• Exercise requirements:
Each entry below needs to be copied exactly, with nothing dropped.

• Supplied entries:
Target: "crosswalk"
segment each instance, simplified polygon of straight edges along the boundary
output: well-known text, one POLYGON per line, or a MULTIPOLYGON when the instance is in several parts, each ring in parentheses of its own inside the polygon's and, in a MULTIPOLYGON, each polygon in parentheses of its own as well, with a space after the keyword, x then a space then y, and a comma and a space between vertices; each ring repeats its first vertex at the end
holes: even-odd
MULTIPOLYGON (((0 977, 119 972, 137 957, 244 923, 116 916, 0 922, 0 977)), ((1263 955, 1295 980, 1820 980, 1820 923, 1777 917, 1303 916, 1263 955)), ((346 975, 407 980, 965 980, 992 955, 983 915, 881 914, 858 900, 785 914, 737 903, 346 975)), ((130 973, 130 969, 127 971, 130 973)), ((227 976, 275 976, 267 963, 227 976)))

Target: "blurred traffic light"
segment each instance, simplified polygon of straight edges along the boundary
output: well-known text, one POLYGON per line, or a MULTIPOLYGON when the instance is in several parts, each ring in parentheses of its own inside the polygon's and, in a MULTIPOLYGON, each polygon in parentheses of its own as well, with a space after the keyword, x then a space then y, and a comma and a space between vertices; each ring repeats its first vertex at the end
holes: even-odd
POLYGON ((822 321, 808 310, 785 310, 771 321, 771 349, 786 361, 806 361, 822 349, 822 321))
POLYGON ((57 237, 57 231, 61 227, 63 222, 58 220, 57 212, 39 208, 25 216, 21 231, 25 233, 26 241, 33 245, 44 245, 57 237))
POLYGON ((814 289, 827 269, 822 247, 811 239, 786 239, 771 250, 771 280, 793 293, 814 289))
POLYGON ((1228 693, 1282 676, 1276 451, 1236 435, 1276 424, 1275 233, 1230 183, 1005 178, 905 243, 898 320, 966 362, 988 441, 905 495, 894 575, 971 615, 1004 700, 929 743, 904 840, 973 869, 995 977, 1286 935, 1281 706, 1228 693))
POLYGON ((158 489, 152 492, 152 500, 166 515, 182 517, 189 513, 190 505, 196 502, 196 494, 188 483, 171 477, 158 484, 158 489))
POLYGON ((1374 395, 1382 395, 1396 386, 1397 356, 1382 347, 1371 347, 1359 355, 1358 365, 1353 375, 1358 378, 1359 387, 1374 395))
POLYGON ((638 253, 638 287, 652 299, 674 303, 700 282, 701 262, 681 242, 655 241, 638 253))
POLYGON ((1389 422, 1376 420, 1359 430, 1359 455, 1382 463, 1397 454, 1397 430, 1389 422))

• Answer space:
Target: "crosswalk"
segment each instance, simplified polygon of straight edges along the boundary
output: well-known text, one POLYGON per line, or a MULTIPOLYGON when the instance is in several parts, each ring in parentheses of its own inside the polygon's and, in a MULTIPOLYGON, each polygon in parentheses of its own as well, with a space after the keyword, x then a space then y, and a comma and a space between vertices; each ring repeats its first vertex at the end
holes: even-odd
MULTIPOLYGON (((0 977, 119 972, 137 957, 244 923, 116 916, 0 922, 0 977)), ((1263 955, 1295 980, 1820 980, 1820 923, 1777 917, 1303 916, 1263 955)), ((346 975, 407 980, 965 980, 992 955, 983 915, 881 914, 858 900, 785 914, 737 903, 346 975)), ((130 973, 130 969, 127 971, 130 973)), ((227 976, 275 976, 267 963, 227 976)))

Target: "blurred traffic light"
segment each instance, simplified polygon of straight edges along the boundary
output: well-known text, one POLYGON per line, or a MULTIPOLYGON when the instance is in several parts, each ring in parentheses of its own inside the polygon's and, in a MULTIPOLYGON, each polygon in parentheses of its own as well, with a space after the keyword, x then a space then y, and a comma and a space between vertices; each ring repeats its first vertex at the end
holes: even-odd
POLYGON ((822 321, 808 310, 785 310, 771 321, 771 349, 786 361, 806 361, 822 349, 822 321))
POLYGON ((57 237, 57 231, 61 227, 63 222, 58 220, 57 212, 39 208, 25 216, 21 231, 25 233, 26 241, 33 245, 44 245, 57 237))
POLYGON ((814 289, 827 269, 822 247, 811 239, 786 239, 771 250, 771 280, 793 293, 814 289))
POLYGON ((1228 693, 1282 676, 1276 451, 1236 435, 1276 424, 1275 233, 1230 183, 1005 178, 905 243, 898 320, 966 362, 988 441, 905 495, 894 575, 971 615, 1004 700, 929 743, 904 840, 973 869, 995 977, 1286 935, 1281 706, 1228 693))
POLYGON ((158 489, 152 492, 152 500, 166 515, 182 517, 189 513, 190 505, 196 502, 196 494, 188 483, 171 477, 158 484, 158 489))
POLYGON ((1374 395, 1382 395, 1396 386, 1397 356, 1382 347, 1371 347, 1359 355, 1358 365, 1353 375, 1358 378, 1359 387, 1374 395))
POLYGON ((638 253, 638 287, 652 299, 674 303, 700 282, 701 262, 681 242, 655 241, 638 253))
POLYGON ((1389 422, 1376 420, 1359 430, 1359 455, 1382 463, 1397 454, 1397 430, 1389 422))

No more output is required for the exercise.